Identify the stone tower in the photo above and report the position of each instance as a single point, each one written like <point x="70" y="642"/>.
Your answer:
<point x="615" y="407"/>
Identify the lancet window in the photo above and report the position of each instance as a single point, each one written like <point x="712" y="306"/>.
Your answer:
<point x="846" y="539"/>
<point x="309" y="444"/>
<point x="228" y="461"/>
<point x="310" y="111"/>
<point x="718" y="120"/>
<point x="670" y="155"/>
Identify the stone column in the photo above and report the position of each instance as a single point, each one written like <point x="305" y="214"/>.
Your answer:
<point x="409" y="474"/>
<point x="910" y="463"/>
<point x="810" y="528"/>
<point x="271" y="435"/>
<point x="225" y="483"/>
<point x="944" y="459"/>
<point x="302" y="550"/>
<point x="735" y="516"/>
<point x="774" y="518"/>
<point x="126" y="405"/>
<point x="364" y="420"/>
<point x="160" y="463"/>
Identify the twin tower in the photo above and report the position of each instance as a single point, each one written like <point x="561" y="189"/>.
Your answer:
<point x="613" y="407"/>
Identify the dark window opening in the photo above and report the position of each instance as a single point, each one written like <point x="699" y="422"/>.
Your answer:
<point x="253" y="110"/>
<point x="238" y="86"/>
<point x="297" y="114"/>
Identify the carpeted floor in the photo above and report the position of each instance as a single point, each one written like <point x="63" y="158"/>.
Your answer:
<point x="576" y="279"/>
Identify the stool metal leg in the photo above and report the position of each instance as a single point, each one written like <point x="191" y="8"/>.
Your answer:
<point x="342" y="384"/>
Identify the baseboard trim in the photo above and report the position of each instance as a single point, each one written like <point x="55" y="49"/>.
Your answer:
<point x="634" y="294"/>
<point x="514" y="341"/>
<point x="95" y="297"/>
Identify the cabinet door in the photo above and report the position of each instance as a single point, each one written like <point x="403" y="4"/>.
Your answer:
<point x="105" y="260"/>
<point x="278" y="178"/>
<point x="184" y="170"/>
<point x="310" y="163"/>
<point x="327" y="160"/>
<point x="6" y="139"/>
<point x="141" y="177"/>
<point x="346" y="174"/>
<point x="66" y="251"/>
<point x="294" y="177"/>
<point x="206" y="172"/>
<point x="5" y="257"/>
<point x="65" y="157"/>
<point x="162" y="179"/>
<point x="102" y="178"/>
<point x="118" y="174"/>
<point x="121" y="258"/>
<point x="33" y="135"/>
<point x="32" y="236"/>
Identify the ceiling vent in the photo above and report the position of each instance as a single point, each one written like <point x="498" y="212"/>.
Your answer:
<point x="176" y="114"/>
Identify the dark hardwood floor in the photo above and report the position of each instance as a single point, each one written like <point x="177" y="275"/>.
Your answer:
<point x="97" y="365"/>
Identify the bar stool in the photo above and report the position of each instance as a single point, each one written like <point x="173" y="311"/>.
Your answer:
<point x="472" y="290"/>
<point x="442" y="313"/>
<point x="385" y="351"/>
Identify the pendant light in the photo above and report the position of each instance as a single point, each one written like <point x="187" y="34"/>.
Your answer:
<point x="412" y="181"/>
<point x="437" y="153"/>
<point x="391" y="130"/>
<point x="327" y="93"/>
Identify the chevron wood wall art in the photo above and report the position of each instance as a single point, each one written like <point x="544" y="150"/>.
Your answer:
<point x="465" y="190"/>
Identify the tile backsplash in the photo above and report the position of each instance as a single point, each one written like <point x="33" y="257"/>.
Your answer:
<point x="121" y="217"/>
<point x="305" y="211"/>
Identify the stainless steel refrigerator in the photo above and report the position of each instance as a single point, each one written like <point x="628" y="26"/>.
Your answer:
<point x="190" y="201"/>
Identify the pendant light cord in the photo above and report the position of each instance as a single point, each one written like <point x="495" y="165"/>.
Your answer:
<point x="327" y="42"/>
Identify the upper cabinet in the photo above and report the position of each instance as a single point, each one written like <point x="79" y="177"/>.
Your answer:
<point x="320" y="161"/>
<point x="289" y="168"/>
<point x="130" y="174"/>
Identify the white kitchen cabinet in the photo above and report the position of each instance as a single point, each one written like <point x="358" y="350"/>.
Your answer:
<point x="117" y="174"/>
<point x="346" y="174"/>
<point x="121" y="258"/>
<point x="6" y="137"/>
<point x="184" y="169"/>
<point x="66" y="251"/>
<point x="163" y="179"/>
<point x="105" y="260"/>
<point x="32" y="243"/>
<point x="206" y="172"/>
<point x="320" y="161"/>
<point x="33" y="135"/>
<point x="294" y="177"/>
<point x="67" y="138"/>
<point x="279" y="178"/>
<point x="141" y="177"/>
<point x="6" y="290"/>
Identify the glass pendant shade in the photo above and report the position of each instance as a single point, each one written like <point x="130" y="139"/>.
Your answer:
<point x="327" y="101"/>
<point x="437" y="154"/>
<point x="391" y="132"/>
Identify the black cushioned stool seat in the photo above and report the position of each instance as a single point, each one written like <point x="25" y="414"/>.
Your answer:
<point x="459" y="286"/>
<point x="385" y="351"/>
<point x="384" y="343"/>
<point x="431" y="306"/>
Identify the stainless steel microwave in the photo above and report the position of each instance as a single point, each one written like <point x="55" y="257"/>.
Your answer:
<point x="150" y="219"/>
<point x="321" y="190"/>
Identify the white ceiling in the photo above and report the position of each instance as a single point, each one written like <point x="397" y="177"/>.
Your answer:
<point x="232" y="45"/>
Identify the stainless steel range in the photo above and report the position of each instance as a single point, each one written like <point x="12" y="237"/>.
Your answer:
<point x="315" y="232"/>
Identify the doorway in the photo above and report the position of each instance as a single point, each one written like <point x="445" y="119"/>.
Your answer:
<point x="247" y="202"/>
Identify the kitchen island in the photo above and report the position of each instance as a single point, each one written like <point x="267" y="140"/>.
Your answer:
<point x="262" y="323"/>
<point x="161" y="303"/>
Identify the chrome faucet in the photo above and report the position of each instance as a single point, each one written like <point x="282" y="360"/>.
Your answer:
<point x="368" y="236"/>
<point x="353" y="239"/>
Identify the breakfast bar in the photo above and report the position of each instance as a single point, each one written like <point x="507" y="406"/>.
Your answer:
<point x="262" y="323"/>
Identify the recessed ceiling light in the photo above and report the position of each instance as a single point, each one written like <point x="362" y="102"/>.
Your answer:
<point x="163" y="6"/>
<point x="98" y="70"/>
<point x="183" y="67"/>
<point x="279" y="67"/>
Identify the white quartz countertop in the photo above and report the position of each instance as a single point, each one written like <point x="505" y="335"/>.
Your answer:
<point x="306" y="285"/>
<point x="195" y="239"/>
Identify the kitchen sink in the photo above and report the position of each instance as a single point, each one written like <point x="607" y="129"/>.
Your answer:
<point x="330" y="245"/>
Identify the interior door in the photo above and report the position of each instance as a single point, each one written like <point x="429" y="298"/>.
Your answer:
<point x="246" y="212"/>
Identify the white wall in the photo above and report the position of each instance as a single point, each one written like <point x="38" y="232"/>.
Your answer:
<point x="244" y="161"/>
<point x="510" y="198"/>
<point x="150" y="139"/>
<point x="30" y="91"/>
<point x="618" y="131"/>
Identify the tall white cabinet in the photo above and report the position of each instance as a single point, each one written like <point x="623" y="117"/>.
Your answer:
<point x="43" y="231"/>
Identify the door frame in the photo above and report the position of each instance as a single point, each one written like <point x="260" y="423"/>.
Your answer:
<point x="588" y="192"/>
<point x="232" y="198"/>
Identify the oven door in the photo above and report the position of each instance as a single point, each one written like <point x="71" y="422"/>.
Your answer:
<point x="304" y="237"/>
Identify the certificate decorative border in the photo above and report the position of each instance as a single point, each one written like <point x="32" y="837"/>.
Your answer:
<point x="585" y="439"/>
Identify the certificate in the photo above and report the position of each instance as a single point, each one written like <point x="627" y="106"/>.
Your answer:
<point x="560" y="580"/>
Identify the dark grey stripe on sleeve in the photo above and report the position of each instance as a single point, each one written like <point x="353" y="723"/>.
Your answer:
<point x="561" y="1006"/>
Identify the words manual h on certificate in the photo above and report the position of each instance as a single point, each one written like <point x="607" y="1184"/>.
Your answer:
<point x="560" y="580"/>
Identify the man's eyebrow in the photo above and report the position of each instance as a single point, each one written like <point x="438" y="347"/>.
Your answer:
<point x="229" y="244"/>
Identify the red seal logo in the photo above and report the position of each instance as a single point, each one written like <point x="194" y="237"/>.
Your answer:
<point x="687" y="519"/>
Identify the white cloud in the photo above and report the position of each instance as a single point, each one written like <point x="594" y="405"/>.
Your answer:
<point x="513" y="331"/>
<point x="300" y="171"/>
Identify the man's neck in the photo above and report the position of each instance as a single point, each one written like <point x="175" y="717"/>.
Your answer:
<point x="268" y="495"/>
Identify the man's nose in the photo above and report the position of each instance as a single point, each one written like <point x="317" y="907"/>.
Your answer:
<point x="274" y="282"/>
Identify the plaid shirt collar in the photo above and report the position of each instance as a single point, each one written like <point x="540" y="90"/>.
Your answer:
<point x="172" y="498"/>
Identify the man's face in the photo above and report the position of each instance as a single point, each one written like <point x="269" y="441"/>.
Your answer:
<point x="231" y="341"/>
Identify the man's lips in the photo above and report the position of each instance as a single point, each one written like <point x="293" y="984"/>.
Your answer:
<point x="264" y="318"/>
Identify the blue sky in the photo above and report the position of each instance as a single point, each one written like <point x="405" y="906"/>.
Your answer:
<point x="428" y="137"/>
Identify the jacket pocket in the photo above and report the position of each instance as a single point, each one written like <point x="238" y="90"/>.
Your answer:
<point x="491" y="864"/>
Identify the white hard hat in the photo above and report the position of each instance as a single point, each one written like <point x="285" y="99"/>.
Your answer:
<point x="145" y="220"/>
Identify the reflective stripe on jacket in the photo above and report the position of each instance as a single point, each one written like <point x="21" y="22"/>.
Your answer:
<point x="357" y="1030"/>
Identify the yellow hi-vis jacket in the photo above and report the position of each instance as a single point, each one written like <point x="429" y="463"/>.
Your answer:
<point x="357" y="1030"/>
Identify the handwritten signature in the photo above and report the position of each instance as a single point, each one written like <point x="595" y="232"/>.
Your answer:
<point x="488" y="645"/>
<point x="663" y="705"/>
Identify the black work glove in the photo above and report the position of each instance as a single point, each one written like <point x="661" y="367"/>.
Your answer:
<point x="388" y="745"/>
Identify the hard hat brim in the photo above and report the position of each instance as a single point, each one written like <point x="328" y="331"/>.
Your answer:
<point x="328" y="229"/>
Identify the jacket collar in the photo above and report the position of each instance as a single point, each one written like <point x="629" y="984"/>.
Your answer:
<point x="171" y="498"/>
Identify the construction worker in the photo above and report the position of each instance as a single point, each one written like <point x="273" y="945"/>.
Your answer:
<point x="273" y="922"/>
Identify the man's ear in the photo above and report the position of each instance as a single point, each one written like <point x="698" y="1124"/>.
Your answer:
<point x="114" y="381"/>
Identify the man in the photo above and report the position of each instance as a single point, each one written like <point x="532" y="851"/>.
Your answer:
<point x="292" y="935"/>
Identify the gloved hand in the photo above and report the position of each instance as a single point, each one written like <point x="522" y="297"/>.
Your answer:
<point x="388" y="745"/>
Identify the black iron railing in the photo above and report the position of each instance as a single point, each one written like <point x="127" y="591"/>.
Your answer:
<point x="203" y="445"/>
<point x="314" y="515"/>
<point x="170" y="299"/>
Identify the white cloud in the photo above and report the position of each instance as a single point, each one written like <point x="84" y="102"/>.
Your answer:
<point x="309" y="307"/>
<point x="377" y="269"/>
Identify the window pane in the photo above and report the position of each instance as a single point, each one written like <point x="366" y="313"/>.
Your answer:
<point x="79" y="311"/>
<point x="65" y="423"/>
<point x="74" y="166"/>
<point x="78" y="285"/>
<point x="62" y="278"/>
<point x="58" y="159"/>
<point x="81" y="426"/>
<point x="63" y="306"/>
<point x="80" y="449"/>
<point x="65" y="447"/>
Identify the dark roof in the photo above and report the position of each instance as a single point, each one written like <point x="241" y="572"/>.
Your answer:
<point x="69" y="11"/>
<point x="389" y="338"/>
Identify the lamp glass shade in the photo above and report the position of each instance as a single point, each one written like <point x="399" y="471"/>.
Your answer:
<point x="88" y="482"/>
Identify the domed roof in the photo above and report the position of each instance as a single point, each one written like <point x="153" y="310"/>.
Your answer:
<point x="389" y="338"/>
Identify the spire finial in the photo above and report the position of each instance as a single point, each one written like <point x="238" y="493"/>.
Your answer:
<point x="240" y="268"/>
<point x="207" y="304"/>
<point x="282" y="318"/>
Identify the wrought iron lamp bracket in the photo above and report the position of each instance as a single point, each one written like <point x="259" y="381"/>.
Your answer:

YOUR INSTRUCTIONS
Set down exactly the lines of the data above, beginning with the line that has "Identify the lancet" and ending with the line that has "Identify the stone column", and no others.

RESULT
Identify the lancet window in the photo above and report the position of each instance as a single point, each one written like <point x="712" y="306"/>.
Your answer:
<point x="846" y="539"/>
<point x="309" y="444"/>
<point x="228" y="461"/>
<point x="310" y="111"/>
<point x="718" y="120"/>
<point x="670" y="155"/>
Identify the stone column in the photo above and report the position of each instance as a single point, each one written like <point x="305" y="214"/>.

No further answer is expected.